■ DOCUMENT EXTRACT ■
FCMC allows Heinz-Jürgen Preiss-Daimler and Beatrix Preiss-Daimler to announce mandatory takeover bid of AS „Valmieras stikla šķiedra” shares


Financial and Capital Market Commission on February 20, 2018 decided to allow AS „Valmieras stikla šķiedra” shareholders Heinz-Jürgen Preiss-Daimler and Beatrix Preiss-Daimler to announce mandatory takeover bid of AS „Valmieras stikla šķiedra” shares.

Offerers:

Heinz-Jürgen Preiss-Daimler (date of birth: 27.07.1939.) and Beatrix Preiss-Daimler (date of birth: 28.07.1965.).

Persons acting in concert with the offerers and their relationship with the public company Valmieras Stikla Šķiedra in accordance with the information provided in the prospectus:

• P-D Glasseden GmbH Oschatz, Germany, a company registered in the Commercial Register of Leipzig district court, with registration number: HRB 21085, registered on 19.11.2004, legal address: Wellerswalder Weg 17, 04758 Oschatz, Germany. A shareholder of AS "Valmieras stikla šķiedra", which is indirectly controlled by Beatrix Preiss-Daimler.

• P-D Management Industries-Technologies GmbH, Germany, a company registered in the Commercial Register of Dresden district court, with registration number: HRB 17752, registered on 15.10.1999, legal address: Wilsdruffer Strasse 11, 01723 Wilsdruff STT Grumbach, Germany. Shareholder of AS "Valmieras stikla šķiedra", which is directly controlled by Beatrix Preiss-Daimler.

■ TASKS TO PERFORM ■
(a) Give every date that appears in the FCMC announcement about the takeover bid for AS „Valmieras stikla šķiedra” shares.
(b) Pick up the FCMC announcement about the takeover bid for AS „Valmieras stikla šķiedra” shares after its last sentence and carry it on.

■ MATERIAL SHOWN ■
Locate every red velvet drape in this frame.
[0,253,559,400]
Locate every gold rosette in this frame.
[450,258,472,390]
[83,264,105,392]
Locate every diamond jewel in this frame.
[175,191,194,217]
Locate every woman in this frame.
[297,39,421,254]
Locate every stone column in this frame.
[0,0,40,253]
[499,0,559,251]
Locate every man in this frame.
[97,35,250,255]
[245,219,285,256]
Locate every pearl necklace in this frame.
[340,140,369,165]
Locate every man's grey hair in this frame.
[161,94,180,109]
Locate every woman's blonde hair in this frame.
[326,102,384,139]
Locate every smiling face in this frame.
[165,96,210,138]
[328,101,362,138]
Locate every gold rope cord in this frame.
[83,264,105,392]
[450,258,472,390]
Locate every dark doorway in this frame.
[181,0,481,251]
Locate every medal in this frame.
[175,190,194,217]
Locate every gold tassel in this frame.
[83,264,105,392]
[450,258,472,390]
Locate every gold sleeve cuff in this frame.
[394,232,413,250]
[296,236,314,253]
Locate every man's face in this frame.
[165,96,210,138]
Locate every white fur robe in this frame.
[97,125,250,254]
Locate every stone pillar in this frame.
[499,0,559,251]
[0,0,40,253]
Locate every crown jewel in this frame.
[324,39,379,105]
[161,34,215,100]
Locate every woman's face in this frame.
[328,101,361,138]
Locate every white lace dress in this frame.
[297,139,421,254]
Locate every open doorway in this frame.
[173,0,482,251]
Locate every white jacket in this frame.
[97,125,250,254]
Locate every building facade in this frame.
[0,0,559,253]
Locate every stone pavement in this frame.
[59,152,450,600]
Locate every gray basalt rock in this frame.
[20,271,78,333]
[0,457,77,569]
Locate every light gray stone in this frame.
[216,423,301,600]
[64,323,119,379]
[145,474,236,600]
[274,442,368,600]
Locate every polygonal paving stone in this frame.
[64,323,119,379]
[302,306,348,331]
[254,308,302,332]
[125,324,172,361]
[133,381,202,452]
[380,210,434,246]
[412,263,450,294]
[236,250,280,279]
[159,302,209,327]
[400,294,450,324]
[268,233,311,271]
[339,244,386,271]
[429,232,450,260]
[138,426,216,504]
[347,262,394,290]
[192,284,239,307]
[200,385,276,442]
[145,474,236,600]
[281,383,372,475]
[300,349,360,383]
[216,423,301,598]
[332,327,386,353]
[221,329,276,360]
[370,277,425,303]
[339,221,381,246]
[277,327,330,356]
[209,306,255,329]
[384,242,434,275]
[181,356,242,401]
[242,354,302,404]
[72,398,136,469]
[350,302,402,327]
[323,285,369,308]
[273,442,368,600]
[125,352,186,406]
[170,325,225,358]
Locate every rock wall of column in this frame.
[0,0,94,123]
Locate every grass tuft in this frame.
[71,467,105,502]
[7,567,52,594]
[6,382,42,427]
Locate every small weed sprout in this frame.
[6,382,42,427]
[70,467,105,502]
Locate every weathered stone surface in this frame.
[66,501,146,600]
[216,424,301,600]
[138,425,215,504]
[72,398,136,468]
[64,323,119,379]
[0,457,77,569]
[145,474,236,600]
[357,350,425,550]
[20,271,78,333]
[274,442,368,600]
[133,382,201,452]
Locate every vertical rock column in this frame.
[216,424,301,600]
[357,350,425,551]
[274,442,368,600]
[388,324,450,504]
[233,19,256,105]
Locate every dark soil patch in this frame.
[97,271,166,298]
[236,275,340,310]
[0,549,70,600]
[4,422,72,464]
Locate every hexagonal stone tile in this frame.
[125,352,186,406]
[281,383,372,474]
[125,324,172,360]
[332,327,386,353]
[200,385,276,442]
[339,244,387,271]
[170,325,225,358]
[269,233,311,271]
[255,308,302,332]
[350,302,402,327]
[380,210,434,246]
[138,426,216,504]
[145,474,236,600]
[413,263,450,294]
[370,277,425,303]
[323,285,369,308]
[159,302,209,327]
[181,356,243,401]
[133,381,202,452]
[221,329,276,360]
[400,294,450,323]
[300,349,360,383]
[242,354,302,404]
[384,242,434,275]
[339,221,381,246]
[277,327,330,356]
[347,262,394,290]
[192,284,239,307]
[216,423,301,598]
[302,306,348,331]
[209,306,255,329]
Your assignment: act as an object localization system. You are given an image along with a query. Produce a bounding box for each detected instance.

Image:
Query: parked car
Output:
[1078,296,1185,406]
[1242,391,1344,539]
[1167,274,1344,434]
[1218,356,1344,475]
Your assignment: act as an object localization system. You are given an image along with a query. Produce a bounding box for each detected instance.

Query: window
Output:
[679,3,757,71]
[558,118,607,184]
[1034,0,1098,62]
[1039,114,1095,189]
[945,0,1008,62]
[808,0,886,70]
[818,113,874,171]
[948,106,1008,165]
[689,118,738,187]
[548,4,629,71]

■ EXERCISE RESPONSES ■
(a) February 20, 2018; 27.07.1939; 28.07.1965; 19.11.2004; 15.10.1999

(b)
• P-D Composites Handels-und Service GmbH, Germany, a company registered in the Commercial Register of Stendal district court, with registration number: HRB 201322, registered on 29.11.1990, legal address: Merseburger Strasse 237, 06130 Halle (Saale), Germany. Shareholder of AS "Valmieras stikla šķiedra", which is directly controlled by the offerer Heinz-Jürgen Preiss-Daimler.

• CORVALIS GmbH, Germany, a company registered in the Commercial Register of the Bayreuth district court in Germany, with registration number: HRB 4446, registered on 15.02.2007, legal address: Am Anger 7, 95488 Eckersdorf, Germany. Acting in concert with bidders on the basis of mutual agreement.

On the date of signing this mandatory takeover bid prospectus the Offerers together with persons acting in concert with the offerers own 21,883,589 shares in the Target Company, which constitute 91.55% of the Target company’s share capital and the total number of shares with voting rights.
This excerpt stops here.